§ **TEXTO DE ORIGEN**:
□ □ □ □ □ □ □

Son aspectos que más de medio siglo después quedan en el desván del recuerdo, entre nubes de desmemoria que se van diluyendo. Porque lo que impera hoy es la abundancia de productos cárnicos de toda índole y preparación y de cualquier precio: desde lo más modesto hasta lo más selecto. La diversidad es tan enorme que le hemos dado la vuelta al calcetín y ahora lo que impera ya no es la preocupación por la escasez de antaño, sino por las consecuencias de la superabundancia, a la que se le achacan problemas dietéticos, de sobrepeso, de riesgo de cáncer, de contaminación... hasta de sufrimiento de los animales. Signo evidente de opulencia. Cuando uno tiene de todo le molesta hasta la menor brizna de brisa; cuando le falta, no se le ocurre ni pensar en lo que habrá respirado el animal valiéndose de tan humildes costillas. Al fin y al cabo, lo de siempre, pero con bandas sonoras diferentes: seguimos inmersos en discutir e imponer sobre los problemas de la carne.
Cuando nos quieren hablar de la cría intensiva de ganado nos traen imágenes de granjas de cerdos. No falla, el ejemplo de gorrinos blancos apiñados da mucho juego para darnos idea. Más aún si a continuación pretenden ofrecernos el contraste con lo que es la ganadería extensiva. Entonces nos muestran bellas reses de vacuno pastando en un bucólico prado verde mientras alguien puede incluso acariciar la testuz de un animal. Pero fíjense en la trampa de tan sutil discurso: cerdos, intensivos; terneros, en extensivo. ¿Qué carne preferirían? Si se hiciera una encuesta urbana seguro que saldría ganando el vacuno extensivo. Pero ¿el consumidor urbanita sería capaz de comerse hoy un animal mimado y acariciado hasta prepararlo para el sacrificio?

□ □ □ □ □ □ □

§ **TAREA**: ¿Puedes continuar el texto sobre el consumo de carne y la ganadería a partir de su última frase? Los registros no tienen ningún papel en esto.

□ □ □ □ □ □ □

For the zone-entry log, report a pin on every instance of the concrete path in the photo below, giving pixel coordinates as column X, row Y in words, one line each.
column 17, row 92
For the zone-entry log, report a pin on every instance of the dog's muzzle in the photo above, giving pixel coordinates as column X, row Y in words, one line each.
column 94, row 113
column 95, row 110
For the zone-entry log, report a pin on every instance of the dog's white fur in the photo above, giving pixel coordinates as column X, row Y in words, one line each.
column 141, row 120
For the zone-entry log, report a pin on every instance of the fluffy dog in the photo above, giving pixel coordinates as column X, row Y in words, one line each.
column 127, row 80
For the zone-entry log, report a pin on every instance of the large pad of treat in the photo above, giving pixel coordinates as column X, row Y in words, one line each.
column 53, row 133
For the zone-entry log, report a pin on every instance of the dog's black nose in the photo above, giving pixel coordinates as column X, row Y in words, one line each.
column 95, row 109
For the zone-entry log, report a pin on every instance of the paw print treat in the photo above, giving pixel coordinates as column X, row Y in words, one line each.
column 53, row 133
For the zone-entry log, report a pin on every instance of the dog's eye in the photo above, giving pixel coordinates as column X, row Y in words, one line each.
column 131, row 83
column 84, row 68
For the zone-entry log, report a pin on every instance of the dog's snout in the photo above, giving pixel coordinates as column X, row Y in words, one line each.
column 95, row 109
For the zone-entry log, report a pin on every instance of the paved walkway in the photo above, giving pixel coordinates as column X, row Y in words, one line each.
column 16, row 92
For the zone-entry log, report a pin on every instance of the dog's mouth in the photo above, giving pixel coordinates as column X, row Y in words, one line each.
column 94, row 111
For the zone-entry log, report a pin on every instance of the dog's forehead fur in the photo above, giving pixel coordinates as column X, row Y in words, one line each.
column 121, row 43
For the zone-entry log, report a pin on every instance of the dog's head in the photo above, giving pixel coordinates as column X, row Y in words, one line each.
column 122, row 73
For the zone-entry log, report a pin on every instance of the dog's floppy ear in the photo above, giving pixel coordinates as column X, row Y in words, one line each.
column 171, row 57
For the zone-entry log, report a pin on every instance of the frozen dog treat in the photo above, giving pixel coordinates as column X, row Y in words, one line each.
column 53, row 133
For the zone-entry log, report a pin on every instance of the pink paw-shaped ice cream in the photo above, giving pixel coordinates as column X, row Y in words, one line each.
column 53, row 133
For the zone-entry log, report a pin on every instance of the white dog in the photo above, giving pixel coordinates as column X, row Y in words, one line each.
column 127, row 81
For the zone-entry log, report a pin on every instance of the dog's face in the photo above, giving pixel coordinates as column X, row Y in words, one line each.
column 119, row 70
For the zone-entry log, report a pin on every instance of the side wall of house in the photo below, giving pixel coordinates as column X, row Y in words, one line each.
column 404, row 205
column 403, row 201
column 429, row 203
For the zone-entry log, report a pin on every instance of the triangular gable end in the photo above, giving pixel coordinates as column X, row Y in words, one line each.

□ □ □ □ □ □ □

§ **RESPUESTA**:
El secreto de todo está precisamente en el anonimato, en la industrialización, en que la carne que comemos está sistematizada, estandarizada, envasada, tierna y no correosa como antaño, fileteada o transformada, como si no fuera ya carne. Se ha socializado hasta el extremo, en eso y en el precio. Y otro apunte: ¿alguien conoce piaras de cerdos blancos por el monte extenso? No, pero sí de cerdos ibéricos. ¿Tendremos que comer todos jamón de Jabugo o Guijuelo para mantener las conciencias más tranquilas? ¿Podemos pagarlo?